*AIM OF THE TASK*.
Send back all of the records, each one exactly as written.

*RECORD EXTRACTS*.
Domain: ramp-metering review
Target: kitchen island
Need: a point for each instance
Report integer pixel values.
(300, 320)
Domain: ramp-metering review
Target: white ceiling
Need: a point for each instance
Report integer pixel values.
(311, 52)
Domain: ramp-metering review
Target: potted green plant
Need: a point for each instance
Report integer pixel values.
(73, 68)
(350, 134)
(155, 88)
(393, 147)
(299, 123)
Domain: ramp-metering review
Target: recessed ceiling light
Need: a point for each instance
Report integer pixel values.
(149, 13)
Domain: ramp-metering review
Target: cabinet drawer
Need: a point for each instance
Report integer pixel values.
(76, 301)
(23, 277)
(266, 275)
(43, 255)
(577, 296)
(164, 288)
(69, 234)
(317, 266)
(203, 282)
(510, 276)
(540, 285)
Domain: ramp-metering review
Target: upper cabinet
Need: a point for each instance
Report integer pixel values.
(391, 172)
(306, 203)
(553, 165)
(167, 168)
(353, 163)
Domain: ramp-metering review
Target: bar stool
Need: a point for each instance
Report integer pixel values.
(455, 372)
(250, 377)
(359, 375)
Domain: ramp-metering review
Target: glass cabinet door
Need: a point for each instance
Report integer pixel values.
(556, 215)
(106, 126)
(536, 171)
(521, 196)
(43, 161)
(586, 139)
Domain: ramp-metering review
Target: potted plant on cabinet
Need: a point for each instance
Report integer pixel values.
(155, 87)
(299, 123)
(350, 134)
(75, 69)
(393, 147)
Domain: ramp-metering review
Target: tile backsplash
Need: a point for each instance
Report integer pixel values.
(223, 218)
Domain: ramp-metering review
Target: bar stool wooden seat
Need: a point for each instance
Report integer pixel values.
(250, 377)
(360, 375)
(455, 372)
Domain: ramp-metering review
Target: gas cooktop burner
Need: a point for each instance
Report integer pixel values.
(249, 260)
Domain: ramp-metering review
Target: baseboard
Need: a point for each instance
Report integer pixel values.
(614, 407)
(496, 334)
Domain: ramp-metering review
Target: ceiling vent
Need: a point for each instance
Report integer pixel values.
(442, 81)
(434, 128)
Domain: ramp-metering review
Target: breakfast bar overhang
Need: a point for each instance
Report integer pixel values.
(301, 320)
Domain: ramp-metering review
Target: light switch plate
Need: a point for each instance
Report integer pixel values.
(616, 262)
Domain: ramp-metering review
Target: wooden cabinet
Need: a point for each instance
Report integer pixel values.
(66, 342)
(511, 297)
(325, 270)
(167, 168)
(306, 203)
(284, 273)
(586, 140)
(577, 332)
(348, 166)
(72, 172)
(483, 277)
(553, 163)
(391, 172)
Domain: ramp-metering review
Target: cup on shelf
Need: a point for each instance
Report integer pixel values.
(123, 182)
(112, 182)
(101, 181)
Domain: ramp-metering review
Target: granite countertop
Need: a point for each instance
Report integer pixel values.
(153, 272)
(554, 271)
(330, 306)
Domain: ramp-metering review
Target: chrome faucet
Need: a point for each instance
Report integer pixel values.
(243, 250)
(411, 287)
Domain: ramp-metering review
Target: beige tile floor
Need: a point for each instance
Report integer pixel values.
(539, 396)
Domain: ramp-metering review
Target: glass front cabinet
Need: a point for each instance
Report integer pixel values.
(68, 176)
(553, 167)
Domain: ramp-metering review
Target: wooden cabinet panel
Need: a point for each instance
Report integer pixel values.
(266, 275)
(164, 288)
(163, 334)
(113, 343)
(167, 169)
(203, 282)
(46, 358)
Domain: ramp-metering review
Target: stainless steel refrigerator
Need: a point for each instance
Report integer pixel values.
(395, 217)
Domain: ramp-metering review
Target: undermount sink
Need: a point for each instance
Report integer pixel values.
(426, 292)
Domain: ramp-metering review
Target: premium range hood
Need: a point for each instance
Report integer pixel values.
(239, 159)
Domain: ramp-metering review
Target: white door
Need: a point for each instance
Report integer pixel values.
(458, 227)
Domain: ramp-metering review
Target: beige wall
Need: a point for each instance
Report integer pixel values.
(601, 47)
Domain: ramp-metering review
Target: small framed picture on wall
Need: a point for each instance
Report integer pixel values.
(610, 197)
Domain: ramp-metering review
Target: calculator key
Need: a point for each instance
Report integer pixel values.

*WRITTEN REPLY*.
Domain: ramp-metering review
Target: kitchen island
Need: a point for each instance
Report integer pixel values.
(300, 320)
Domain: ramp-metering review
Target: white ceiling
Need: a point for each instance
Report integer pixel values.
(311, 52)
Domain: ramp-metering review
Target: potted green plant
Need: a point for each instance
Report integer pixel values.
(73, 68)
(350, 134)
(155, 88)
(393, 147)
(299, 123)
Domain: ramp-metering review
Target: recessed ceiling light
Need: a point for each instance
Report integer pixel values.
(149, 13)
Domain: ramp-metering review
Target: cabinet drawer
Need: a point for each instance
Report integer pixel values.
(76, 301)
(23, 277)
(266, 275)
(43, 255)
(577, 296)
(164, 288)
(69, 234)
(317, 266)
(203, 282)
(510, 276)
(540, 285)
Domain: ramp-metering review
Target: upper cabinet
Need: a point for each instance
Report integer pixel values.
(391, 172)
(306, 203)
(553, 165)
(167, 168)
(353, 163)
Domain: ramp-metering review
Target: bar stool
Need: a point for each instance
Report integer pixel values.
(455, 372)
(250, 377)
(359, 375)
Domain: ramp-metering review
Target: glass cabinet door
Need: a point for each instance
Report integer pixel values.
(556, 215)
(106, 126)
(536, 171)
(521, 196)
(43, 161)
(586, 139)
Domain: ramp-metering review
Target: potted plant on cabinet
Need: a point for each instance
Report integer pixel values.
(155, 87)
(299, 123)
(350, 134)
(75, 69)
(393, 147)
Domain: ramp-metering review
Target: tile backsplash
Need: a point for each instance
Report integer pixel values.
(223, 218)
Domain: ramp-metering review
Target: bar stool wooden seat
Need: a point for each instance
Report integer pixel values.
(250, 377)
(360, 375)
(455, 372)
Domain: ramp-metering review
Target: gas cooktop burner
Need: a point for each instance
Report integer pixel values.
(249, 260)
Domain: ramp-metering review
Target: baseboard
Need: a point for each instance
Report integer pixel values.
(614, 407)
(496, 334)
Domain: ramp-metering review
Target: ceiling vent
Need: a point for each instance
Report integer pixel values.
(442, 81)
(434, 128)
Domain: ramp-metering review
Target: breakfast bar overhang
Need: a point for each instance
Report integer pixel values.
(301, 320)
Domain: ramp-metering review
Target: light switch plate
Need: a point for each instance
Report integer pixel values.
(616, 262)
Domain: ramp-metering review
Target: wooden cabinet
Need: a point for each instance
Report integer pixel values.
(66, 342)
(511, 297)
(325, 270)
(167, 168)
(306, 203)
(284, 273)
(586, 140)
(577, 332)
(348, 166)
(72, 172)
(483, 277)
(553, 163)
(391, 172)
Domain: ramp-metering review
Target: cup on shelf
Need: a point for each instance
Report integer pixel values.
(123, 182)
(112, 182)
(101, 181)
Domain: ramp-metering review
Target: granite countertop
Need: a point for each instance
Report integer pixel values.
(153, 272)
(554, 271)
(330, 306)
Domain: ramp-metering review
Target: chrome faucet
Need: a point for each instance
Report integer pixel values.
(243, 250)
(411, 287)
Domain: ramp-metering review
Target: beige tile floor
Need: a point for each instance
Report integer pixel values.
(539, 396)
Domain: ramp-metering review
Target: glass front cabinet
Need: a point for each instance
Report integer pixel values.
(68, 176)
(553, 167)
Domain: ramp-metering review
Target: wooden cabinet panel
Need: a point for each instance
Report integer pixel values.
(266, 275)
(164, 288)
(163, 334)
(113, 343)
(167, 169)
(203, 282)
(46, 358)
Domain: ramp-metering review
Target: stainless steel refrigerator
Need: a point for each instance
Report integer pixel values.
(395, 217)
Domain: ramp-metering review
Target: undermount sink
Need: a point for each instance
Report integer pixel values.
(426, 292)
Domain: ramp-metering review
Target: premium range hood
Need: a point for each instance
Report integer pixel values.
(239, 159)
Domain: ramp-metering review
Target: white door
Need: a point for each instance
Report integer pixel values.
(458, 227)
Domain: ramp-metering review
Target: beige wall
Need: a point for each instance
Report integer pixel values.
(601, 47)
Domain: ramp-metering review
Target: small framed picture on wall
Need: a point for each instance
Report integer pixel values.
(610, 197)
Domain: ramp-metering review
Target: calculator key
Need: a point for each instance
Report integer pixel values.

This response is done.